[REQUIRED TASK]:
Output all records precisely as written.

** start EXERCISE DATA **

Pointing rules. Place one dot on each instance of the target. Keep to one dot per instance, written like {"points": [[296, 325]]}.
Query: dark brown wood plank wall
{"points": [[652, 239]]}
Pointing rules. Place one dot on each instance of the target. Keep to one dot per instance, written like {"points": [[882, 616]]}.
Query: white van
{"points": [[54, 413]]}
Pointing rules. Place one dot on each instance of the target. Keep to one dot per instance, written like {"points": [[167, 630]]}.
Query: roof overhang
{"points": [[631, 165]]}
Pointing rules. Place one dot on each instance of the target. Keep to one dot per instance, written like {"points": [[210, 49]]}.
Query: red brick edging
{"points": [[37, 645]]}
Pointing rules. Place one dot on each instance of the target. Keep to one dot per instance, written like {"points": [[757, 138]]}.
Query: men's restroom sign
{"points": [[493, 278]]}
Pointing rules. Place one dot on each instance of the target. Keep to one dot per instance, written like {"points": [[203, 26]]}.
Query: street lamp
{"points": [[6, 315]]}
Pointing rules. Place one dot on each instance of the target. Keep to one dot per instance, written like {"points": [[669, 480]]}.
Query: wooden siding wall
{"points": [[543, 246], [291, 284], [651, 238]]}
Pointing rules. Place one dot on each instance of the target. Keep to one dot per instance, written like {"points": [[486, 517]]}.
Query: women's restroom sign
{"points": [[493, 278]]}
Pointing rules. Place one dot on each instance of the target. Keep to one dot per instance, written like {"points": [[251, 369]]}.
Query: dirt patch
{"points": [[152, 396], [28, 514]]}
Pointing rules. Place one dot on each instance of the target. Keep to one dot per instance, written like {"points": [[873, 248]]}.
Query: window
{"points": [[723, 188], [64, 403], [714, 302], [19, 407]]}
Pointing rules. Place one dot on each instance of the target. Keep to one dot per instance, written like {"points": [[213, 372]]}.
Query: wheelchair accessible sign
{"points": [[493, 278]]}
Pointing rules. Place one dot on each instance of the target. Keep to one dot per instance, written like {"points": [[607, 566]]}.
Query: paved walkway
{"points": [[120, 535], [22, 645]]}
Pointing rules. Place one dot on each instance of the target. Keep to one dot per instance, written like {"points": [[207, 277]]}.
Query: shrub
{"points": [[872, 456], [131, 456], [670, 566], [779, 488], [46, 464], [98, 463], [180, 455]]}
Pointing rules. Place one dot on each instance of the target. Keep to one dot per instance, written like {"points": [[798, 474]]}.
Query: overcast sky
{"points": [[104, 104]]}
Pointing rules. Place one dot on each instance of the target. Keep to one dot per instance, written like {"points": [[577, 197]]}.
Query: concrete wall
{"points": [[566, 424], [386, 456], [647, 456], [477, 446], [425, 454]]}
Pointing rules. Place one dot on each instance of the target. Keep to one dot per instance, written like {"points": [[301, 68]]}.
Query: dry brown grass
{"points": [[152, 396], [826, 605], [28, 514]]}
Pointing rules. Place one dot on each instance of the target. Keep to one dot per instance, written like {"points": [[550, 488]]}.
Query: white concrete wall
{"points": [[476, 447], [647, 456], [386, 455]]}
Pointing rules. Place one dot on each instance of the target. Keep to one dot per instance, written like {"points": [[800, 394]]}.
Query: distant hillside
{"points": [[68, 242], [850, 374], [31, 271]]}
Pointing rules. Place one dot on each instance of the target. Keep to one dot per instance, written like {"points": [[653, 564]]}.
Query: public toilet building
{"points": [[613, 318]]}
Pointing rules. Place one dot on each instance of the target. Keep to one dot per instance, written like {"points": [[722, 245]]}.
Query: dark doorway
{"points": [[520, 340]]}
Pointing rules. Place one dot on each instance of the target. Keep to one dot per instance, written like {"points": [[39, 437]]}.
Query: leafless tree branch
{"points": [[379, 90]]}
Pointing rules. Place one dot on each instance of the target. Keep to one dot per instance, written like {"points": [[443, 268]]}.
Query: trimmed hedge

** end EXERCISE DATA **

[TASK RESPONSE]:
Pointing rules. Place one dot on each instance of the target. Keep to one dot per instance, written like {"points": [[296, 325]]}.
Query: dark brown wood plank wall
{"points": [[652, 239]]}
Pointing rules. Place one dot on each instance of the target. Keep to one dot per instance, written like {"points": [[882, 616]]}.
Query: white van
{"points": [[54, 413]]}
Pointing rules. Place one dot on each instance of the target. Keep to one dot per instance, written like {"points": [[167, 630]]}.
Query: roof overhang
{"points": [[631, 165]]}
Pointing rules. Place one dot on each instance of the target. Keep to one dot per instance, written like {"points": [[210, 49]]}.
Query: red brick edging
{"points": [[37, 645]]}
Pointing rules. Place one dot on each instance of the target. Keep to one dot per instance, written like {"points": [[757, 138]]}.
Query: men's restroom sign
{"points": [[493, 278]]}
Pointing rules. Place one dot on each instance of the target. Keep to one dot per instance, written like {"points": [[203, 26]]}.
Query: street lamp
{"points": [[6, 315]]}
Pointing rules. Place one dot on each instance of the target. Keep to one dot per instance, written like {"points": [[669, 480]]}.
Query: wooden siding wall
{"points": [[543, 246], [291, 284], [651, 238]]}
Pointing rules. Place one dot on each instance of the target. Keep to one dot per instance, written like {"points": [[486, 517]]}.
Query: women's restroom sign
{"points": [[493, 278]]}
Pointing rules. Place one dot on each instance of the target. Keep to one dot per instance, written like {"points": [[251, 369]]}.
Query: dirt patch
{"points": [[152, 396], [28, 514]]}
Pointing rules. Place one dot on each instance of the target. Keep to one dot per instance, written like {"points": [[873, 248]]}.
Query: window
{"points": [[723, 188], [64, 403], [714, 302], [19, 407]]}
Pointing rules. Place one dot on each instance of the target. Keep to one dot per instance, written like {"points": [[213, 372]]}.
Query: wheelchair accessible sign
{"points": [[493, 278]]}
Pointing rules. Place one dot on each instance of the target. Keep to one dot per instance, written like {"points": [[607, 566]]}.
Query: paved walkway
{"points": [[120, 535], [22, 645]]}
Pointing rules. Place one dot on each instance of the target. Keep to one dot per instance, written like {"points": [[207, 277]]}.
Query: shrub
{"points": [[872, 456], [131, 456], [670, 566], [779, 488], [46, 464], [98, 463], [180, 455]]}
Pointing rules. Place one dot on each instance of the target. Keep to one dot per instance, written like {"points": [[798, 474]]}.
Query: overcast sky
{"points": [[104, 104]]}
Pointing rules. Place one dot on each instance of the target. Keep to one dot per instance, written like {"points": [[577, 197]]}.
Query: concrete wall
{"points": [[566, 424], [386, 456], [647, 456], [477, 446], [425, 454]]}
Pointing rules. Place one dot on each instance of the target. Keep to one dot per instance, written like {"points": [[301, 68]]}.
Query: dry brown grass
{"points": [[152, 396], [826, 605], [28, 514]]}
Pointing rules. Place one dot on each instance of the target. Keep to one dot per instance, written like {"points": [[550, 488]]}.
Query: white concrete wall
{"points": [[476, 447], [647, 456], [386, 455]]}
Pointing rules. Place one dot on each instance of the target. Keep to one dot per instance, written like {"points": [[800, 394]]}.
Query: distant hillside
{"points": [[68, 242], [850, 374], [31, 271]]}
Pointing rules. Place one dot on each instance of the target. Keep to one dot per instance, written like {"points": [[653, 564]]}.
Query: public toilet building
{"points": [[613, 318]]}
Pointing rules. Place one dot on each instance of the target. Keep to one dot per instance, written like {"points": [[722, 245]]}.
Query: dark doorway
{"points": [[520, 340]]}
Pointing rules. Place one dot on each instance of the target. Keep to one dot per instance, written like {"points": [[39, 437]]}.
Query: leafless tree branch
{"points": [[379, 90]]}
Pointing rules. Place one dot on each instance of the target. Keep to one dot per instance, written like {"points": [[443, 268]]}.
Query: trimmed hedge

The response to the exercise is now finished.